Your goal> Copy out the lines below word for word, leaving out the pictures.

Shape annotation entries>
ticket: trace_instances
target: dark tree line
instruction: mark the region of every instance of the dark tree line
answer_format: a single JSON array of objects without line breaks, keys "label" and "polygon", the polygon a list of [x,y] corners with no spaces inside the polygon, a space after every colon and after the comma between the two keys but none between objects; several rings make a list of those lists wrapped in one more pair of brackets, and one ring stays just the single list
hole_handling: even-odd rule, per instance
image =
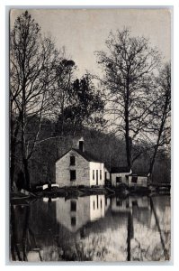
[{"label": "dark tree line", "polygon": [[152,173],[158,148],[170,143],[170,64],[161,69],[157,49],[144,37],[132,37],[128,29],[111,33],[106,47],[97,57],[111,126],[125,140],[130,167],[150,152]]},{"label": "dark tree line", "polygon": [[[86,127],[102,129],[103,135],[107,127],[115,143],[124,140],[123,160],[130,167],[148,153],[150,173],[158,152],[169,148],[170,64],[163,65],[149,41],[132,37],[128,29],[111,33],[106,46],[106,51],[97,52],[103,77],[96,86],[90,74],[76,77],[75,61],[56,48],[50,36],[41,34],[27,11],[15,20],[10,34],[12,189],[17,164],[24,187],[31,189],[30,165],[37,154],[51,146],[57,159],[58,145]],[[107,145],[110,137],[105,138]],[[103,152],[102,156],[112,165],[116,153]]]},{"label": "dark tree line", "polygon": [[58,118],[63,136],[68,119],[75,129],[85,120],[95,121],[103,110],[100,93],[89,77],[75,79],[75,69],[52,39],[42,36],[27,11],[17,17],[10,34],[11,188],[19,145],[24,186],[31,188],[29,163],[39,147],[44,118]]}]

Exercise answer>
ticket: trace_instances
target: dark tree line
instruction: mark the region of every instance of the dark tree line
answer_format: a single JSON array of objects without line breaks, keys "label" and "polygon", the polygon a list of [x,y] corners with no spaces inside the polygon, a space after every colon and after the comma between the two keys but none between objects; several rings make a list of those lists wrapped in one more pair of brackets, and one ring stays just the single list
hole_handling: even-odd rule, per instance
image =
[{"label": "dark tree line", "polygon": [[152,173],[158,148],[170,143],[170,64],[161,69],[157,49],[144,37],[132,37],[128,29],[111,33],[106,47],[97,57],[111,126],[125,140],[130,167],[150,152]]},{"label": "dark tree line", "polygon": [[[86,127],[102,129],[103,135],[107,127],[115,143],[124,140],[123,160],[130,167],[148,153],[150,173],[158,152],[169,148],[170,64],[163,65],[149,41],[132,37],[128,29],[111,33],[106,46],[106,51],[97,52],[103,77],[96,86],[90,74],[76,77],[75,61],[56,48],[50,36],[41,34],[27,11],[15,20],[10,34],[12,189],[17,164],[24,187],[31,189],[30,165],[37,154],[51,146],[57,159],[58,145]],[[107,145],[110,137],[105,138]],[[103,152],[102,156],[112,165],[116,153]]]},{"label": "dark tree line", "polygon": [[58,118],[63,136],[68,119],[75,129],[85,120],[95,121],[103,110],[100,93],[89,77],[75,79],[75,69],[52,39],[42,36],[27,11],[17,17],[10,34],[11,188],[19,145],[24,186],[31,188],[29,163],[39,147],[44,118]]}]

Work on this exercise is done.